[Excerpted text]

In time for World AIDS Day, Galia Kutranova, Russia Country Representative for Tearfund, launches a new report into the links between sexual violence and substance abuse in Russia.
I was ten before I ate at McDonalds. Not because my family were waging a war against globalisation and fast food. Quite the opposite, in fact.
We didn’t eat there because there wasn’t one anywhere in my country. And when the first McDonalds opened in Moscow, we took the trip to stand in a queue for two hours to be among the first to sample the mysterious delights of a hamburger and a Coke.
In Russia, so much has changed in a generation. And yet so many other things stay the same. We’ve kept our love of bureaucracy, we still take long train rides to cross the country, and the winters remain simultaneously brutal and beautiful.
And our reluctance to talk about the difficult things happening in our lives continues.
Which is why so many women go through life bearing the scars of childhood secrets.
This year, I commissioned some research carried out by Duke University to collate the first ever set of data showing the prevalence of childhood sexual abuse among women who are now receiving treatment for intravenous drug abuse, many of whom are HIV-positive.
We found that one in five women who abuse drugs were themselves sexually abused as a child.
I’ll be honest; I was shocked when I heard that.
Even though I grew up in Russia, and have worked with NGOs in Russia for many years, I hadn’t realised that the prevalence of sexual violence and the links with drug abuse were so high. It’s twice as high as among countries in the EU.

[/Excerpted text]
[Dataset excerpts]

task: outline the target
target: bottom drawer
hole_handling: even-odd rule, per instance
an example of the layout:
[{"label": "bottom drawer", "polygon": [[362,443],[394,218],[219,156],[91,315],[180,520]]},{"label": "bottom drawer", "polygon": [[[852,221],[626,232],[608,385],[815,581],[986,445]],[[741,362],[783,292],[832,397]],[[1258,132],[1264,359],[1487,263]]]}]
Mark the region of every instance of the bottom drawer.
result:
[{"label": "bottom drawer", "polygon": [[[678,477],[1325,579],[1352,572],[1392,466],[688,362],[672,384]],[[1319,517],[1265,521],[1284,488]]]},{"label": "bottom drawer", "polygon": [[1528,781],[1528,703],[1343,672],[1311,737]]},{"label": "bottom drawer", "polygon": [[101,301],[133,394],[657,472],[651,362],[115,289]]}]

[/Dataset excerpts]

- _What the task asks_
In the report piece, what share of women who abuse drugs were sexually abused as children?

- _Task result_
One in five.